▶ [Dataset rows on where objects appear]
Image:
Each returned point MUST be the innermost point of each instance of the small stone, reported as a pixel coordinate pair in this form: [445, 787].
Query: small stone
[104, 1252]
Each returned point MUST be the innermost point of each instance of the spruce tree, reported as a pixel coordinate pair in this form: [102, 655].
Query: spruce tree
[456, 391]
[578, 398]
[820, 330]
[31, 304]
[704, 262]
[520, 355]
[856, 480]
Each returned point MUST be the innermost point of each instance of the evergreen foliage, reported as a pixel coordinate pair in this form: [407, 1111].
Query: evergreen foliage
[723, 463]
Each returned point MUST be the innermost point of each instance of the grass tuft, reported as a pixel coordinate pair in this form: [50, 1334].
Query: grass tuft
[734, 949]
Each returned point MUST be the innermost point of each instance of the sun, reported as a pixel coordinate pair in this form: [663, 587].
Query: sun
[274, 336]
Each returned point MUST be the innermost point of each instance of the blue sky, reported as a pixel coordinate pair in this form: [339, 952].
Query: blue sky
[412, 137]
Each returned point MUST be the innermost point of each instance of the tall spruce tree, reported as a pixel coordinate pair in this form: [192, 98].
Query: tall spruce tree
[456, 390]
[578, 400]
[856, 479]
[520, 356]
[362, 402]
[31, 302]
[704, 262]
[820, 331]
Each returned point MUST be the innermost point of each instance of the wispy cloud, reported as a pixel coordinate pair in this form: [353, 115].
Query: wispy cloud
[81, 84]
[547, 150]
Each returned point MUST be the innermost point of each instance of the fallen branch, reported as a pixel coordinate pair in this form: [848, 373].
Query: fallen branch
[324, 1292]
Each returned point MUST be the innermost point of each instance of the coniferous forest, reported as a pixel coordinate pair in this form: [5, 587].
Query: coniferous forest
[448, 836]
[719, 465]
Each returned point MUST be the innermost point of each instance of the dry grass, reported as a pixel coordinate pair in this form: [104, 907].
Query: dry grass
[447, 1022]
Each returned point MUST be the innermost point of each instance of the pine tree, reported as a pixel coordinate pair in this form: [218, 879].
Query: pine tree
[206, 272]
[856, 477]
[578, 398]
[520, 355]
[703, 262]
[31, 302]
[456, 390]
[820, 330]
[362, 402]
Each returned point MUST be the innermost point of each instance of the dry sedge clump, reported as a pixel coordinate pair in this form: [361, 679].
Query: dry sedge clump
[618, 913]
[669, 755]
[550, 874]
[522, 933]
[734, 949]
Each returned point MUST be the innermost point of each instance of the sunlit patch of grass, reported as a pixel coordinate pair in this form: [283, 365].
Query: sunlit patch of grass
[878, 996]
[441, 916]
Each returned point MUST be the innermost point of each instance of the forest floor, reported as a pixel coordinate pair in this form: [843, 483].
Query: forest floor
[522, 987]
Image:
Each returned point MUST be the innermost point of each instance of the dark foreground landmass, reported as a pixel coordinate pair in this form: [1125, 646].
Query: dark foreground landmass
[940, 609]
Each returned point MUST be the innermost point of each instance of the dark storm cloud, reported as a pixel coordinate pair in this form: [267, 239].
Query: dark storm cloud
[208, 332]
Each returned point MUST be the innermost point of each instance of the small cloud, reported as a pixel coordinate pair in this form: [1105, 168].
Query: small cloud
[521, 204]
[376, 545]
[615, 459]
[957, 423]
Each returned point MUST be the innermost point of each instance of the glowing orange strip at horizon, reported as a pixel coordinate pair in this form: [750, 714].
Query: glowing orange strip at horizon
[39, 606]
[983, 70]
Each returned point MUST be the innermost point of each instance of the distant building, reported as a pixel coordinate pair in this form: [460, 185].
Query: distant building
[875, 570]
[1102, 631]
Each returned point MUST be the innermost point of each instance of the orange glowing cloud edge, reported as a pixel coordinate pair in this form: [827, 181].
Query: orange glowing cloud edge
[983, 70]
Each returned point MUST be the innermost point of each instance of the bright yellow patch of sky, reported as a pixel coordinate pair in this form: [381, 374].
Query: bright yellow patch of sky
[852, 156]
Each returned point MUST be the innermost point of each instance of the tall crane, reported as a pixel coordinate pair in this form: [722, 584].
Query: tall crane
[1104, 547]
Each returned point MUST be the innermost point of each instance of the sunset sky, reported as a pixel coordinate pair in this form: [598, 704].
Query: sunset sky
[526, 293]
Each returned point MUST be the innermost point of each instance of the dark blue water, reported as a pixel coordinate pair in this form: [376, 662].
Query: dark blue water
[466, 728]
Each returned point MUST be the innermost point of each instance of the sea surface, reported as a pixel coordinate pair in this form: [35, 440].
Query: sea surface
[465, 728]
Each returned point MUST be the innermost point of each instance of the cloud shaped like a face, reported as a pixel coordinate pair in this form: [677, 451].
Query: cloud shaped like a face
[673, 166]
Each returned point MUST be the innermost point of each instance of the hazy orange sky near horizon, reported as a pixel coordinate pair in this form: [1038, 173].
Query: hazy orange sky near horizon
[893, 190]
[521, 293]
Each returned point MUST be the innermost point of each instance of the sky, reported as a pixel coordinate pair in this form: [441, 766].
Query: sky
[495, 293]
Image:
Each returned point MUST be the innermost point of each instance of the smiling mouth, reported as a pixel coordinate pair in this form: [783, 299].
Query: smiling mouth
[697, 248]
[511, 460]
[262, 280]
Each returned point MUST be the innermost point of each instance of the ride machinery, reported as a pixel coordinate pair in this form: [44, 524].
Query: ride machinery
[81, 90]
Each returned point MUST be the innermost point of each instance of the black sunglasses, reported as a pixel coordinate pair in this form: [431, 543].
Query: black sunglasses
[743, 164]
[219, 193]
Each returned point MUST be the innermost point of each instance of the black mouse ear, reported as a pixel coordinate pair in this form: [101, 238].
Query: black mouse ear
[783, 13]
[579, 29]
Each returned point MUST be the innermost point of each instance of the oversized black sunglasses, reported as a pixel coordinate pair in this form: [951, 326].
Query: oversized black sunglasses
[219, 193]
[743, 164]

▶ [Your objective]
Rewrite all of the material above, replacing "innermost point" with "central point" wherever it occurs and changing nothing else.

▶ [Task solution]
Image:
Each returned point MUST be the central point of each instance of the small stone, reported as a pixel coordinate pair in this form: [445, 787].
Query: small stone
[104, 1252]
Each returned point MUST be the central point of each instance of the spruce tree, reported as a pixel coordinate pair in this form: [102, 655].
Query: spruce tree
[456, 391]
[578, 398]
[820, 330]
[31, 304]
[704, 262]
[520, 355]
[856, 480]
Each returned point MUST be the central point of each instance of the evergreen foliage, reported as a pixel coordinate pair in this form: [407, 1111].
Query: evergreen foliage
[723, 463]
Each returned point MUST be the central point of each instance of the grass tuft, reported as a pixel coordinate pair in this form: [50, 1334].
Query: grass tuft
[734, 949]
Each returned point MUST be the central point of each instance of the sun, reported as a pixel coordinate pair in this form: [663, 587].
Query: sun
[274, 336]
Each returned point MUST be the central point of each instance of the blue sky, reported as a pixel coordinate pair in this form: [339, 952].
Query: blue sky
[412, 137]
Each returned point MUST be the central point of each instance of the tall spruce tree, reported as a pixel coordinate pair in this form: [192, 98].
Query: tall spruce tree
[456, 390]
[578, 400]
[856, 479]
[520, 356]
[362, 402]
[31, 302]
[704, 262]
[820, 331]
Each returned point MUST be the central point of each instance of the wispy cloud, reported as a pixel coordinate pair in this form: [353, 115].
Query: wispy cloud
[81, 84]
[547, 150]
Each returned point MUST be the central point of each instance of the fallen branch, reported as a pixel coordinate pair in this form: [848, 373].
Query: fallen branch
[324, 1292]
Each returned point MUST be the central point of each instance of the coniferous forest, reported as a pixel coordinate pair in this form: [5, 587].
Query: coniferous forest
[448, 836]
[719, 465]
Each returned point MUST be the central point of each instance of the dry grass, reported as a pixel coordinate pair in this form: [104, 907].
Query: dry grass
[447, 1022]
Each returned point MUST be the central point of each instance of the pine tree, reported as a pixel coordinate pair in this form: [218, 879].
Query: pine tree
[206, 272]
[856, 477]
[578, 398]
[520, 355]
[703, 262]
[31, 302]
[456, 390]
[820, 330]
[362, 402]
Each returned point MUST be the central point of each instance of the dry sedge clump, reported as a pixel coordinate pair in this form: [361, 679].
Query: dry sedge clump
[618, 913]
[669, 755]
[550, 874]
[522, 933]
[734, 949]
Each returned point MUST be the central point of each instance of the sunlit patch of grass, reported as a pixel coordinate pair in this form: [283, 365].
Query: sunlit patch of grass
[878, 996]
[441, 916]
Each returned point MUST be the central point of each instance of the forest floor, reported as a pixel coordinate pair in this form: [843, 483].
Query: forest floor
[522, 987]
Image:
Each returned point MUST be the central point of each instance of the dark foreground landmass, reported as a pixel coordinate pair in this form: [1125, 646].
Query: dark foreground landmass
[940, 609]
Each returned point MUST be the central point of each instance of the dark storm cloud, reported as a pixel coordinate pair in this form: [267, 239].
Query: dark storm cloud
[208, 332]
Each returned point MUST be the central point of each instance of the small cloud, reported as a pixel coordinate pair in this form: [1105, 168].
Query: small cloud
[521, 204]
[376, 545]
[615, 459]
[957, 423]
Each returned point MUST be the central point of each instance of the glowing orange strip at horizon, reported as a pixel coordinate pair in this form: [750, 714].
Query: glowing orange strip at horizon
[39, 606]
[983, 70]
Each returned point MUST be the central point of each instance of the distant building, reported as a pixel coordinate pair in this form: [460, 185].
Query: distant building
[875, 570]
[1102, 631]
Each returned point MUST be the central point of each instance of the orange glowing cloud edge, reported as a pixel coordinate pair in this form: [827, 181].
Query: orange glowing cloud edge
[983, 70]
Each returned point MUST be the central point of each instance of the bright yellow patch of sky, reported as a pixel coordinate pair in this form: [381, 374].
Query: bright yellow patch of sky
[852, 156]
Each returned point MUST be the central point of each instance of the tall crane, reported as a pixel coordinate pair in this form: [722, 584].
Query: tall crane
[1104, 547]
Each returned point MUST be the central point of each instance of the sunset sky, reported as a pixel coordinate pair in this form: [598, 704].
Query: sunset sky
[526, 293]
Each returned point MUST be the central point of each instance of the dark blue water, reported as a pixel coordinate pair in this form: [376, 662].
Query: dark blue water
[466, 728]
Each returned point MUST be the central point of each instance of the sea surface, reported as a pixel coordinate pair in this form: [35, 440].
Query: sea surface
[465, 728]
Each returned point MUST be the central point of each instance of the cloud shaped like a face, reported as a pixel coordinate pair in this form: [677, 451].
Query: cloud shaped like a face
[673, 166]
Each returned point MUST be the central point of each instance of the hazy orange sky near horizon, reported as a pixel coordinate pair in this form: [1038, 173].
Query: hazy orange sky near horizon
[893, 190]
[521, 293]
Each returned point MUST be the central point of each instance of the sky, reported as a pixel coordinate pair in this form: [441, 766].
Query: sky
[495, 293]
Image:
Each returned point MUST be the central point of each instance of the smiling mouth, reported as a pixel coordinate pair in this form: [783, 299].
Query: smiling mouth
[697, 248]
[511, 460]
[262, 280]
Each returned point MUST be the central point of each instance of the ride machinery, reported as a pixel coordinate pair in this form: [44, 524].
Query: ride machinery
[81, 90]
Each returned point MUST be the central point of each instance of the black sunglasses, reported as a pixel coordinate pair in this form: [431, 543].
Query: black sunglasses
[743, 164]
[219, 193]
Each returned point MUST be the central point of each instance of the black mouse ear, reported as a pixel coordinate pair in this form: [101, 238].
Query: black mouse ear
[783, 13]
[579, 29]
Each returned point MUST be the central point of each instance of the oversized black sunglasses, reported as a pixel coordinate pair in this form: [951, 326].
Query: oversized black sunglasses
[219, 193]
[743, 164]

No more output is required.